→ Directions
Rewrite every one of the following items, replacing "region-proposal model" with "box-detection model" wherever it occurs and leaving everything else unchanged.

BEGIN Material provided

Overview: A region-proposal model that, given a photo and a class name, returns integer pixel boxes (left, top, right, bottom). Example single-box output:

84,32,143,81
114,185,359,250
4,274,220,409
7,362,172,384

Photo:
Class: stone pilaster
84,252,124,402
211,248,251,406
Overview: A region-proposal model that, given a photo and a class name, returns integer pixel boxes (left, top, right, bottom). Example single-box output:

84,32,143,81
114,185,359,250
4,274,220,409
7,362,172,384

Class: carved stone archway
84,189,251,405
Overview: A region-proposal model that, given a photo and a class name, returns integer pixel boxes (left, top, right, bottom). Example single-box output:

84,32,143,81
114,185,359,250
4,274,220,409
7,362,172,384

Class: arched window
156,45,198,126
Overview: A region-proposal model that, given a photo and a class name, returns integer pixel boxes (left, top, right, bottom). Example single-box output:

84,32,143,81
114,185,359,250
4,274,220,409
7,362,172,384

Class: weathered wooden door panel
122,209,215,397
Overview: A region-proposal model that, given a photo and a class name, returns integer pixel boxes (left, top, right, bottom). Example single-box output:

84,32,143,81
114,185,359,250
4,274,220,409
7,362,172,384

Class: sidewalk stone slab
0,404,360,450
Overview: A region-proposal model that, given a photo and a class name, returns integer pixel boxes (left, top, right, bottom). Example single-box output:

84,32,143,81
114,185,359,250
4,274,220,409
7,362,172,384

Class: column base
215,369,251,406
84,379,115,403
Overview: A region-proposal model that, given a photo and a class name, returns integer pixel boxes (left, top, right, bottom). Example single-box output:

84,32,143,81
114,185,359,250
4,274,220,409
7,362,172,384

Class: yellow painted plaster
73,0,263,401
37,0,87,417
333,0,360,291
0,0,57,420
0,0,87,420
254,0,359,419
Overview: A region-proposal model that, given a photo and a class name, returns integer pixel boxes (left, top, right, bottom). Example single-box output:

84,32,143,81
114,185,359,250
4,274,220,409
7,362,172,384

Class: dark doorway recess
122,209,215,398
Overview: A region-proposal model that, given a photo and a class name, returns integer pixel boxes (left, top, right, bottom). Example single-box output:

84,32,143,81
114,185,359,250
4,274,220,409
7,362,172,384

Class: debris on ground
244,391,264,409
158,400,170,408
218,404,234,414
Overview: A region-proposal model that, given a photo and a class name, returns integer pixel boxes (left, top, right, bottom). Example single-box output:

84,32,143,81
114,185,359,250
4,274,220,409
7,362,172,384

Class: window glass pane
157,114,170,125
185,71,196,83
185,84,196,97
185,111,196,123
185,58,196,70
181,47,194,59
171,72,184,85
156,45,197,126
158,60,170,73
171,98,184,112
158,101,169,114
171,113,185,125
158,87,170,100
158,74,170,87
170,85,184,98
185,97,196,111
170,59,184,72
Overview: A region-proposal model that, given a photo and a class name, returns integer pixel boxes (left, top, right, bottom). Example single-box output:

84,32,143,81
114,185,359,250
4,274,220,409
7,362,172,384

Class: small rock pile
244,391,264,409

END Material provided

→ Completed task
Overview: A box-detection model that, given a photo and a class name, returns integer pixel boxes (left, top, right, bottom). Example single-box output:

84,32,143,81
114,185,359,250
4,274,220,409
7,362,172,384

Photo:
Class: stone pilaster
84,252,124,402
211,248,251,406
Overview: A box-detection model that, given a photo and a class name, returns integer pixel boxes (left, top, right, bottom). Example single-box output:

84,32,143,81
114,185,359,250
4,274,220,409
7,362,172,384

Class: carved stone archway
84,189,251,405
Overview: A box-detection model that, given a photo and a class name, returns integer pixel boxes (left, top, right, bottom). Example single-box output:

84,32,143,81
114,185,359,250
4,274,220,409
7,362,172,384

Class: arched window
156,45,198,126
Overview: A box-detection model that, given a photo and a class name, returns integer pixel boxes (left, top, right, bottom). Example single-box output:

84,32,143,81
114,185,359,250
4,274,220,409
7,362,172,384

Class: weathered wooden door panel
122,209,215,397
Overview: A box-detection model that, given a photo and a class name, returns integer pixel boxes (left, top, right, bottom). Example single-box output:

84,32,143,81
114,185,359,250
4,274,220,409
7,362,172,384

Class: sidewalk stone slab
0,404,360,450
Overview: A box-detection model that, given a photo and a class name, returns integer pixel boxes (left, top, right, bottom). Example single-box output:

84,32,143,81
114,185,359,250
4,274,220,409
7,362,172,384

Class: column base
215,369,251,406
84,379,115,403
Overview: A box-detection model that, given a photo and a class name, returns integer pixel boxes (left, top, right, bottom). Example single-box output:

84,32,143,81
114,185,359,250
4,274,220,409
7,362,172,384

Class: yellow painted plaster
73,0,263,401
37,0,87,417
333,0,360,291
0,0,57,420
0,0,87,420
254,0,359,419
Overview: A box-detection model that, given a photo and a class name, returns integer pixel boxes (left, top, right, bottom). Example single-box output:

84,32,143,81
114,185,359,250
4,274,220,409
7,362,172,384

Class: dark doorway recess
122,209,215,398
Overview: A box-detection model that, given a photo and a class name, returns integer pixel boxes (left, top, right, bottom). Example single-box output:

84,32,143,81
114,185,359,250
4,274,220,409
7,362,172,384

Class: debris on ground
244,391,264,409
158,400,170,408
218,404,234,414
Overview: A box-detection model that, given a photo and a class name, returns integer pixel boxes (left, top, right, bottom). Example single-box output:

84,32,143,81
114,185,359,250
4,274,220,409
7,362,172,384

Class: window glass pane
157,114,170,125
185,71,196,83
185,84,196,97
185,111,196,123
185,58,196,70
181,47,194,59
171,72,184,85
156,45,197,126
158,60,170,73
171,98,184,112
158,101,169,114
171,113,185,125
158,87,170,100
158,74,170,87
170,85,184,98
185,97,196,111
170,59,184,72
Overview: A box-detection model that, given a photo and a class name, returns integer pixel boxes (left, top, right, bottom). Example single-box output:

84,32,143,81
114,185,359,250
4,274,220,409
7,362,172,384

Class: small rock pile
244,391,264,409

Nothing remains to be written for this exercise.